**EXERCISE DIRECTIONS:** Copy each of the records below word for word, keeping every line in its original order.
★ ★ ★
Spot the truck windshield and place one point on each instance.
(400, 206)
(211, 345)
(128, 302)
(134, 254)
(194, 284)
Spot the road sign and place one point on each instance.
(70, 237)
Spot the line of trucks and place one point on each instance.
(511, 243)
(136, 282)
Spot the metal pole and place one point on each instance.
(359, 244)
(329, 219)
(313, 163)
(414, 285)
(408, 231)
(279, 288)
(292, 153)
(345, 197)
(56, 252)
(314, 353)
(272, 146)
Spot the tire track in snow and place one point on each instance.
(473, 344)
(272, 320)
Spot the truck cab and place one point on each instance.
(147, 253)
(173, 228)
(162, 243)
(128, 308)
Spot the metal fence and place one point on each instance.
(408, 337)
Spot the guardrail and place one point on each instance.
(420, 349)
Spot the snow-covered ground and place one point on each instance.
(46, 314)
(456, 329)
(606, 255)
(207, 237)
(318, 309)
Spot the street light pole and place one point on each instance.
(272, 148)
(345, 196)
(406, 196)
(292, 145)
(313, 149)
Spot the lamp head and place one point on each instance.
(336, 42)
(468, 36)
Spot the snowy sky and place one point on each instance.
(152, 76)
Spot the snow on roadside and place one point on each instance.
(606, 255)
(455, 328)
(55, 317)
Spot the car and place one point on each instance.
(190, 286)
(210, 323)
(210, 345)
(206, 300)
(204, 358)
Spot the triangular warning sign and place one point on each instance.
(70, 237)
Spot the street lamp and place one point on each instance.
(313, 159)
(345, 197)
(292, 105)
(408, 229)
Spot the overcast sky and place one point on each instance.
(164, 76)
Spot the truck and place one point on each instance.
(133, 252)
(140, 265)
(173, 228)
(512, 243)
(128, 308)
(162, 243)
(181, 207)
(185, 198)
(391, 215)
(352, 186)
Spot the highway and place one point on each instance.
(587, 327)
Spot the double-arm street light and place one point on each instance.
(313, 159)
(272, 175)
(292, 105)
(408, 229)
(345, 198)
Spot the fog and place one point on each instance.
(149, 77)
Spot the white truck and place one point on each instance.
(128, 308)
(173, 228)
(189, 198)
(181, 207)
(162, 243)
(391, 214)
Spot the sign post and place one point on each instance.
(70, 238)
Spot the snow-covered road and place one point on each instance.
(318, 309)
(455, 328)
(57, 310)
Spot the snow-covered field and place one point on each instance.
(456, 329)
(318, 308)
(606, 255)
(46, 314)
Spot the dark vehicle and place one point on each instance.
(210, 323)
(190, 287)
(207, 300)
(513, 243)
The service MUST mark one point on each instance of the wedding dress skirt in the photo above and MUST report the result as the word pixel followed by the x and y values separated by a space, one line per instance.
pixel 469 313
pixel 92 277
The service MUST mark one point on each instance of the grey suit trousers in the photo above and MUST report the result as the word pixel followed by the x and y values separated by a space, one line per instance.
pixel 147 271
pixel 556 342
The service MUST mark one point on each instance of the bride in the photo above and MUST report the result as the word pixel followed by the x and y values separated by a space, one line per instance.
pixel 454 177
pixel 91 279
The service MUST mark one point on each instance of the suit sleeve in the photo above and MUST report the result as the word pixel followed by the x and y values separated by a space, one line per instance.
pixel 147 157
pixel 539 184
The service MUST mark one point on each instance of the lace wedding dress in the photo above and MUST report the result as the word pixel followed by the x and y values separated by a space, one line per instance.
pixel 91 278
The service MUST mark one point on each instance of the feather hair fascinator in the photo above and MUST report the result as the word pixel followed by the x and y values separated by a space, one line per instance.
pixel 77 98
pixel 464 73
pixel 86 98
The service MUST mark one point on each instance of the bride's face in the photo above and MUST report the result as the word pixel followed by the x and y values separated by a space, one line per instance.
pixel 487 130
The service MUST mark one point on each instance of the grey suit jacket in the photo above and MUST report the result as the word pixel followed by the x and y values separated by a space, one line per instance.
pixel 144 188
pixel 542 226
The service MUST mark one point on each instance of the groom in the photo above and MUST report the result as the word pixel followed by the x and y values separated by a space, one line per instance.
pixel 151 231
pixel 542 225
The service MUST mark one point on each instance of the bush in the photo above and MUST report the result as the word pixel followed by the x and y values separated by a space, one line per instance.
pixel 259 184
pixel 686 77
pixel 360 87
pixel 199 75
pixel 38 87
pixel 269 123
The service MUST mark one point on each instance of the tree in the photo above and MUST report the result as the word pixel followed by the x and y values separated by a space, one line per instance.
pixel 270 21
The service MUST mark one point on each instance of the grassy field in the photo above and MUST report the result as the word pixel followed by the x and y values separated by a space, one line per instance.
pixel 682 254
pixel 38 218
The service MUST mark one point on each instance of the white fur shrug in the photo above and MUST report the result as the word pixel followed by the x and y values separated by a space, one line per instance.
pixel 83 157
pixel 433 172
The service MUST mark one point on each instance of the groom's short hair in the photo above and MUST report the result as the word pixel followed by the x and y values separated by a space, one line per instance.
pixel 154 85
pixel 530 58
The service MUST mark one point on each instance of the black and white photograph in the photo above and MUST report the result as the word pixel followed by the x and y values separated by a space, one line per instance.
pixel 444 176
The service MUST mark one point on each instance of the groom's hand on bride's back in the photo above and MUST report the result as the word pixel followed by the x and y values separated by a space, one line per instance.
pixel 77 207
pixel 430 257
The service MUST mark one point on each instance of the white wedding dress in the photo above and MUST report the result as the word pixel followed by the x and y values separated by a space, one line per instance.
★ ★ ★
**FINAL RESULT:**
Spot the truck windshield and place one point on each instance.
(400, 206)
(211, 345)
(128, 302)
(134, 254)
(194, 284)
Spot the road sign and place one point on each instance.
(70, 237)
Spot the line of trucks and place one point on each instance.
(511, 243)
(136, 282)
Spot the metal pole and place one point on each instance.
(359, 244)
(329, 219)
(313, 163)
(414, 285)
(408, 231)
(279, 288)
(292, 153)
(345, 197)
(56, 252)
(314, 353)
(272, 146)
Spot the tire track in snow and place one point on each instance.
(473, 344)
(272, 320)
Spot the truck cab and place one point on each instance.
(147, 253)
(173, 228)
(162, 243)
(128, 308)
Spot the metal fence and place one point on each instance.
(408, 337)
Spot the guardrail and place one point on each instance.
(420, 349)
Spot the snow-covered ground and place one point on each instance.
(46, 314)
(456, 329)
(606, 255)
(207, 237)
(318, 309)
Spot the street light pole and place one point on each instance.
(272, 148)
(345, 196)
(406, 196)
(292, 145)
(313, 149)
Spot the lamp head and place one point on each instance.
(336, 42)
(468, 36)
Spot the snowy sky and place one point on each instance.
(152, 76)
Spot the snow on roadside and place one point on each instance.
(606, 255)
(455, 328)
(55, 317)
Spot the car and place one point on each instance.
(190, 286)
(210, 323)
(210, 345)
(206, 300)
(204, 358)
Spot the triangular warning sign and place one point on each instance.
(70, 237)
Spot the street lamp and place one point on each instance.
(313, 159)
(345, 197)
(292, 105)
(408, 229)
Spot the overcast sky and place one point on each instance.
(164, 76)
Spot the truck and place one point on each instance.
(133, 252)
(140, 265)
(173, 228)
(512, 243)
(128, 308)
(162, 243)
(181, 207)
(185, 198)
(391, 215)
(352, 186)
Spot the highway and place one point on each instance.
(587, 327)
Spot the double-arm street light and place one point on each instance.
(313, 159)
(272, 175)
(292, 105)
(408, 229)
(345, 198)
Spot the fog and place one point on each instance.
(149, 77)
Spot the white truck and place one point on each instance.
(128, 308)
(173, 228)
(189, 198)
(181, 207)
(162, 243)
(391, 214)
Spot the sign post and place one point on each instance.
(70, 238)
Spot the snow-covered road and place one point on each instance.
(318, 309)
(455, 328)
(57, 310)
Spot the snow-covered field and place one point on each instance.
(456, 329)
(318, 308)
(606, 255)
(46, 314)
Spot the dark vehicle and place one point on each instance.
(210, 323)
(190, 287)
(207, 300)
(513, 243)
The service MUST mark one point on each instance of the wedding dress skirt in the photo above and MUST report the result as the word pixel followed by the x and y values separated by a space, one line per instance.
pixel 469 313
pixel 92 277
The service MUST mark one point on each instance of the grey suit trousers in the photo above and MUST report the result as the word pixel followed by the x and y values separated by a space, one line per instance.
pixel 147 271
pixel 556 342
The service MUST mark one point on each instance of the bride in the photo above and MUST report the result as the word pixel followed by the x and y values separated by a space, one line per instance.
pixel 454 177
pixel 91 279
The service MUST mark one point on each instance of the suit sleeve in the photo above and MUST report the result as the word pixel followed by the x and y values separated by a space, one line per instance.
pixel 147 157
pixel 539 184
The service MUST mark one point on each instance of the lace wedding dress in the photo above and MUST report the result as the word pixel followed by the x and y values separated by a space, one line per instance.
pixel 91 278
The service MUST mark one point on each instance of the feather hair fascinator in the photo above and MUST report the result as the word pixel followed by the x and y values separated by a space, one line per instance.
pixel 77 98
pixel 464 73
pixel 86 98
The service MUST mark one point on each instance of the bride's face in the photo above and MUST report the result as the word pixel followed by the x and y values separated by a space, one line per instance.
pixel 487 130
The service MUST mark one point on each instance of the grey suit jacket in the photo above and MUST report the result as the word pixel followed by the x and y values separated by a space, one line per instance.
pixel 144 188
pixel 542 226
The service MUST mark one point on each instance of the groom in the photo above and MUST report the result as the word pixel followed by the x and y values separated by a space, one line per instance.
pixel 151 231
pixel 542 225
The service MUST mark one point on each instance of the bush in the photo above and MUST report the result as the word pixel followed by the x and y values separated by a space, one line per instance.
pixel 259 184
pixel 686 77
pixel 360 87
pixel 199 75
pixel 38 87
pixel 269 123
The service MUST mark one point on each instance of the tree in the photo above and MUST report the result as the word pixel followed by the x and y values separated by a space, one line per instance.
pixel 270 21
The service MUST mark one point on each instance of the grassy field in the photo above and MUST report the result as the word pixel followed by the x and y values separated by a space, one line per instance.
pixel 682 254
pixel 38 218
The service MUST mark one point on each instance of the white fur shrug in the photo above and MUST report the result as the word pixel followed by the x and y values separated by a space, one line per instance.
pixel 83 157
pixel 433 172
The service MUST mark one point on each instance of the groom's short hair in the photo above and MUST report the result as the word pixel followed by the x and y values separated by a space, one line per instance.
pixel 154 85
pixel 530 58
The service MUST mark one point on each instance of the black and white photograph in the photo above and MUST report the result as the word pixel followed by the x and y values separated by a space, one line per instance.
pixel 444 176
The service MUST mark one point on each instance of the groom's hand on bride's back in the photo above and MUST report the result as the word pixel followed by the x and y values separated by a space, one line per instance.
pixel 77 207
pixel 430 257
The service MUST mark one point on each instance of the white wedding dress in the photo above and MUST report the result as the word pixel followed by the x and y values separated by a space, one line per instance.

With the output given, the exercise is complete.